_Problem to solve_: Output every line of the records below as a JSON list of strings, with one string per line and blank lines omitted.

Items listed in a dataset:
+ + +

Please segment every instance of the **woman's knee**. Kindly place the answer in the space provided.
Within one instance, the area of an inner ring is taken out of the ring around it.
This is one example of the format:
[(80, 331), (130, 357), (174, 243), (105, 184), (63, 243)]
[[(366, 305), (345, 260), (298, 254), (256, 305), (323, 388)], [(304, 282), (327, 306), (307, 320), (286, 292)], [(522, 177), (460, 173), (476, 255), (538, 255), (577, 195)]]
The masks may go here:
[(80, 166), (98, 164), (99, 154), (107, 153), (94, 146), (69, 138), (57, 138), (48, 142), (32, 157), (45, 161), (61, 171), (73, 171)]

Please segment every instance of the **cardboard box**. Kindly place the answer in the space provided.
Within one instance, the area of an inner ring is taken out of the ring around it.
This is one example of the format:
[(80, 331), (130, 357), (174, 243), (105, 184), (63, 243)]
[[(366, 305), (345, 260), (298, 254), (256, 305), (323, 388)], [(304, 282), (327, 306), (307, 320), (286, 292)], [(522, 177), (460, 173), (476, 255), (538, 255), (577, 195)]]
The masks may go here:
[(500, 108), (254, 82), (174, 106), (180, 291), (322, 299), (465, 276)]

+ + +

_Answer for the task_:
[
  "Please segment every instance of the **woman's knee**. Kindly place the answer in the space provided.",
  "Within one instance, the area of an inner ring is taken out of the ring around it.",
  "This is one example of the format:",
  "[(80, 331), (130, 357), (174, 243), (105, 184), (63, 243)]",
  "[[(366, 305), (345, 260), (298, 254), (256, 305), (323, 388)], [(304, 282), (327, 306), (307, 320), (286, 292)], [(522, 177), (460, 173), (476, 255), (538, 255), (577, 195)]]",
  "The masks may go here:",
  "[(80, 166), (98, 164), (99, 154), (107, 153), (94, 146), (69, 138), (57, 138), (48, 142), (32, 157), (45, 161), (61, 171), (73, 171)]",
  "Please segment every instance of the **cardboard box**. Kindly place the answer in the space provided.",
  "Within one instance, the area of an inner ring is taken out of the ring around it.",
  "This is one example of the format:",
  "[(80, 331), (130, 357), (174, 243), (105, 184), (63, 243)]",
  "[[(366, 305), (345, 260), (298, 254), (256, 305), (323, 388)], [(304, 282), (327, 306), (307, 320), (286, 292)], [(522, 177), (460, 173), (476, 255), (538, 255), (577, 195)]]",
  "The masks may go here:",
  "[(500, 108), (254, 82), (174, 106), (180, 291), (322, 299), (465, 276)]"
]